- **Exercise prompt**
Transcribe exactly the span of lines that begins the records and ends with the line holding "pixel 457 71", both boundary lines included.
--- START ---
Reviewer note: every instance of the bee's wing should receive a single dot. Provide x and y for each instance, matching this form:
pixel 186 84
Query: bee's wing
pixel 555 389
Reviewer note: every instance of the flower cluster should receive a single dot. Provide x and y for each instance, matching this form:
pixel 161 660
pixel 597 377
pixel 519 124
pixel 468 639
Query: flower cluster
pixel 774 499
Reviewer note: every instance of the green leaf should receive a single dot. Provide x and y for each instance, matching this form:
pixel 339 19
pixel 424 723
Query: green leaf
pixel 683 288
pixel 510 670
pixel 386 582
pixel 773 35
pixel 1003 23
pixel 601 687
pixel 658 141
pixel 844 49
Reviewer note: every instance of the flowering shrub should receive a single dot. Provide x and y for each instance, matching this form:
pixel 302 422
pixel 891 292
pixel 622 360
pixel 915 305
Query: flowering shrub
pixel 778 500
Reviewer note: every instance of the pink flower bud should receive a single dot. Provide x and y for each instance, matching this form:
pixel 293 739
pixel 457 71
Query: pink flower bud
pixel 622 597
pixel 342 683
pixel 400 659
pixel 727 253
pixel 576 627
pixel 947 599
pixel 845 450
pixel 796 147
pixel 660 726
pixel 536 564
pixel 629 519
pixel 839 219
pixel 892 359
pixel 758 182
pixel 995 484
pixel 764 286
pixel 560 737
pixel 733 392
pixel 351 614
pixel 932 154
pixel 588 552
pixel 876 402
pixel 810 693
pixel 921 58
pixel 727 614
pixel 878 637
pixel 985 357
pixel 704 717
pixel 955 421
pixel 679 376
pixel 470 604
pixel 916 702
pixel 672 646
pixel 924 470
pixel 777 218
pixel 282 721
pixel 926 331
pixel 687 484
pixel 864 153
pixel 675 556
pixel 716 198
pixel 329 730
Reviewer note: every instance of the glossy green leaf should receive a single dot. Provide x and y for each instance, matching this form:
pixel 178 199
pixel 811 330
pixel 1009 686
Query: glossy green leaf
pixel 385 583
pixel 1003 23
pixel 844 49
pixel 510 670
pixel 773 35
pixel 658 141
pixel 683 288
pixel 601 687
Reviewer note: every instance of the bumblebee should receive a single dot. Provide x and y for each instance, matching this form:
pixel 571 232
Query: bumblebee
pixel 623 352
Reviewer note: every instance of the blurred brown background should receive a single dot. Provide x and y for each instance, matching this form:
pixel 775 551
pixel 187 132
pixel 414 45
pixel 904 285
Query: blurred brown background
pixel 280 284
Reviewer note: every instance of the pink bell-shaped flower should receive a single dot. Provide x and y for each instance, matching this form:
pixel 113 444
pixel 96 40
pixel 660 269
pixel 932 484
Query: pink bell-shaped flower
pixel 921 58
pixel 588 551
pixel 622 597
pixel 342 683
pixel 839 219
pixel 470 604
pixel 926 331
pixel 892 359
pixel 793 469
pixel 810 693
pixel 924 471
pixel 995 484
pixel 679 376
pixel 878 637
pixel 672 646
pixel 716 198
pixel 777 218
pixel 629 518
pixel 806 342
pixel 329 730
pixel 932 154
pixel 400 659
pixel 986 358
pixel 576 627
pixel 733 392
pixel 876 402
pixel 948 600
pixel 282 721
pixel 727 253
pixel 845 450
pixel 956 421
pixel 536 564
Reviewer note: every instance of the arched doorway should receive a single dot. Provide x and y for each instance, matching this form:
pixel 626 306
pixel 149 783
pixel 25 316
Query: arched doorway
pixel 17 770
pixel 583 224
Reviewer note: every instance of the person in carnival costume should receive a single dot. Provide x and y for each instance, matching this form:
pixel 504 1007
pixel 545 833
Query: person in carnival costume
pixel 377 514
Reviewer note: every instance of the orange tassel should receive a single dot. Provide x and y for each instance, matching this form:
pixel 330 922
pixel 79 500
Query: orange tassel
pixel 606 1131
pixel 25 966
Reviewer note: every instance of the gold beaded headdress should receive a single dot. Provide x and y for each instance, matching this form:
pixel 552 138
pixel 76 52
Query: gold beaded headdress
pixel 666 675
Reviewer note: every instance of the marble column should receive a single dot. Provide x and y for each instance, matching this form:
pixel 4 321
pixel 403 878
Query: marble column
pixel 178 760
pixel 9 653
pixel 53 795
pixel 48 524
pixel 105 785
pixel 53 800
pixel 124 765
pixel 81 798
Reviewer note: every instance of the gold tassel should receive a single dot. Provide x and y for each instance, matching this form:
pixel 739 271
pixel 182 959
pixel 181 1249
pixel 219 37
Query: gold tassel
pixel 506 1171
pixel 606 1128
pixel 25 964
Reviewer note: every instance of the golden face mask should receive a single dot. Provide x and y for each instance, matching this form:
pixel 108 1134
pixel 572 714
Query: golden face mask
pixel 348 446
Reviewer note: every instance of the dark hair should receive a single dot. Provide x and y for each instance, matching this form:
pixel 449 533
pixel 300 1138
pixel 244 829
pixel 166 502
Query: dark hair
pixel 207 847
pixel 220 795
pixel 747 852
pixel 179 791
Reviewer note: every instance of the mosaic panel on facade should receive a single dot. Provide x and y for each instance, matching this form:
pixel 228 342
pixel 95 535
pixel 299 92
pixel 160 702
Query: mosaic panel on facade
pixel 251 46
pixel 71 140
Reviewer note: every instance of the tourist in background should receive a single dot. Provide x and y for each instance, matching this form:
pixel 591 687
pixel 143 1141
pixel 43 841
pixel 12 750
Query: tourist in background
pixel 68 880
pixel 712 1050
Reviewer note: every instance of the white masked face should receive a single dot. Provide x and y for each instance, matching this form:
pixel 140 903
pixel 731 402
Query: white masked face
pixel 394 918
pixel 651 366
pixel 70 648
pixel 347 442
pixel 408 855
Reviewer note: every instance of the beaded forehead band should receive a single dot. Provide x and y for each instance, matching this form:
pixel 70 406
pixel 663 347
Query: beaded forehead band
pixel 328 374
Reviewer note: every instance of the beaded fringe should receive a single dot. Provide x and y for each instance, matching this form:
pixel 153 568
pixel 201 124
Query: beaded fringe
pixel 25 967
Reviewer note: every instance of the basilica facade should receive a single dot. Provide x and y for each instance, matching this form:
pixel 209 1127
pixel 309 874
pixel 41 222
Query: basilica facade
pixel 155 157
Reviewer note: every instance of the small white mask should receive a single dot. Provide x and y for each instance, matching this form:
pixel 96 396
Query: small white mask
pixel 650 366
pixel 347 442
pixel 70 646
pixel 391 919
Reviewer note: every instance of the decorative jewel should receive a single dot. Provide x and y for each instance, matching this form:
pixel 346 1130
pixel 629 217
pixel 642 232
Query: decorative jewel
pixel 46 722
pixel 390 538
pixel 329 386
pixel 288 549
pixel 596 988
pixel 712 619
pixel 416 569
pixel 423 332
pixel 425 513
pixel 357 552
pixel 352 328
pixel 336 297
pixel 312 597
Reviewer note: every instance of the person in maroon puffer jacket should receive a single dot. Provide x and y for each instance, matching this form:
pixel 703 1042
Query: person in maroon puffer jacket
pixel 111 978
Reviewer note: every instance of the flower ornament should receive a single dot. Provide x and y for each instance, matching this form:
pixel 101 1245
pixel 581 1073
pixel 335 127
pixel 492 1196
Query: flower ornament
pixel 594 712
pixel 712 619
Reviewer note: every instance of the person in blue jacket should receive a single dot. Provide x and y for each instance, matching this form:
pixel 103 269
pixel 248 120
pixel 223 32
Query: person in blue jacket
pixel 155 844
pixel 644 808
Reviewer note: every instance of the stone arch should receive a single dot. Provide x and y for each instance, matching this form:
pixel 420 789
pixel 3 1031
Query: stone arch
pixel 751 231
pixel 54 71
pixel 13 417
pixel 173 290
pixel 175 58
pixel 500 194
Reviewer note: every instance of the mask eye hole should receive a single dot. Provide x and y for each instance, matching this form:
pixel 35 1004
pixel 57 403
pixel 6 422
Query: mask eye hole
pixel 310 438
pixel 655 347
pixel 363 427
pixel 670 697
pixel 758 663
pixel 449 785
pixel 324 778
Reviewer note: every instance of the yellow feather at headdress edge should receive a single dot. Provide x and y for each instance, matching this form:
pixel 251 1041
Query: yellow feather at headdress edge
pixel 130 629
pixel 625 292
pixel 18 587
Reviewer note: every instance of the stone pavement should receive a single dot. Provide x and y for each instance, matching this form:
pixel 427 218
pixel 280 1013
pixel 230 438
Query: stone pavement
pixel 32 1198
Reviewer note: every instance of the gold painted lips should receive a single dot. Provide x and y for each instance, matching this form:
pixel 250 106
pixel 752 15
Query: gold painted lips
--- END ---
- **Answer to the exercise**
Reviewer note: every instance of the bee's wing should receive a single dot. Provide x and y for each instance, matching this form:
pixel 186 84
Query: bee's wing
pixel 555 389
Reviewer note: every instance of the flower cluster should receive a single dot. Provide x and y for each instance, matching this form:
pixel 161 660
pixel 597 377
pixel 519 124
pixel 468 639
Query: flower cluster
pixel 774 499
Reviewer note: every instance of the green leaf should receive a single dot. Provide x and y for each instance, matching this form:
pixel 339 19
pixel 424 723
Query: green leaf
pixel 683 288
pixel 510 670
pixel 386 582
pixel 773 35
pixel 1003 23
pixel 601 687
pixel 658 141
pixel 844 49
Reviewer note: every instance of the flowering shrub should receive a single dot. Provide x and y for each instance, matching this form:
pixel 302 422
pixel 891 292
pixel 622 360
pixel 915 305
Query: flowering shrub
pixel 778 500
Reviewer note: every instance of the pink flower bud should receive a single dot. Provide x and y for each instance, matching this form:
pixel 293 739
pixel 457 71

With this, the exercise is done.